We had a nice big 50 gal cracked aquarium I converted to a nice cage for it. The problem was I couldn't find any place that sold mice or rats for food, only hamsters and I couldn't feed it cute, soft and cuddly hamsters  :Sad:  , I was amazed I couldn't find somewhere that sold rats or mice? I bought some live frogs at the local market and fish too which I put in a small dish for them to swim both of these are usually appealing to pythons, but in this case the frogs ate the fish but the snake ate neither. 

After a few weeks and ironically just before I was going to let it go as I couldn't find a consistent food source for it and I was soon leaving to head back to the states anyway, I found it a wild mouse outside of our house and managed to catch it alive,(long story). I put it in the cage and both the mouse and the snake were well aware of the impending result. 

The mouse ran underneath a broken clay pot I had placed there for the snake to sleep in and the snake bolted in head first immediately under the pot. The rest is obvious from there, it was a first rate meal for the snake I just wanted the boys to see it but I had to feed it late at night being as I had the mouse but it was injured and if it died the snake wouldn't eat it and it would have been a waste. We kept the snake a few weeks longer and then let it go in a nice swampy field outside of town.

Beautiful creature and a vital part of our eco system, we're the threats not the snake, people are smarter and we just need to use our intelligence to live with them and that shouldn't include panicking as soon as as we see one. without them we'd have much worse pests to deal with believe me.. I agree though if it's close to your house it has to be dealt with and if they eat it, well, that's part of the food chain, but to kill for the sake of fear or out of ignorance is sad, they can always be relocated back to nature safely away from your property.

----------


## SiLeakHunt

> What camera is that you are using there Sumo ?


I'd have used Google Earth

----------


## Bettyboo

> Did you ever find out what happened to the snake ?





> KFC





> When I tried talking to the neighbor the next day I could not get any info from him that I could understand.


... K... F... C...

Supplied data.
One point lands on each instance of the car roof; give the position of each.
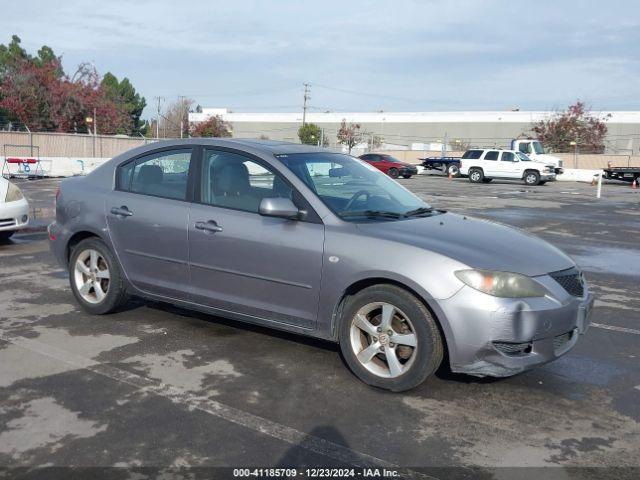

Set problem A. From the first post of the snake thread, list every animal that was put into the cage with the snake.
Set problem B. Based on the snake thread, say whether each statement agrees with it: (i) The snake ate the frogs. (ii) The cage was made from a cracked 50-gallon aquarium. (iii) The snake was released in a swampy field outside of town.

Written solution A. Live frogs, fish, and a wild mouse.

Written solution B.
(i) No: "the frogs ate the fish but the snake ate neither."
(ii) Yes: "We had a nice big 50 gal cracked aquarium I converted to a nice cage for it."
(iii) Yes: "then let it go in a nice swampy field outside of town."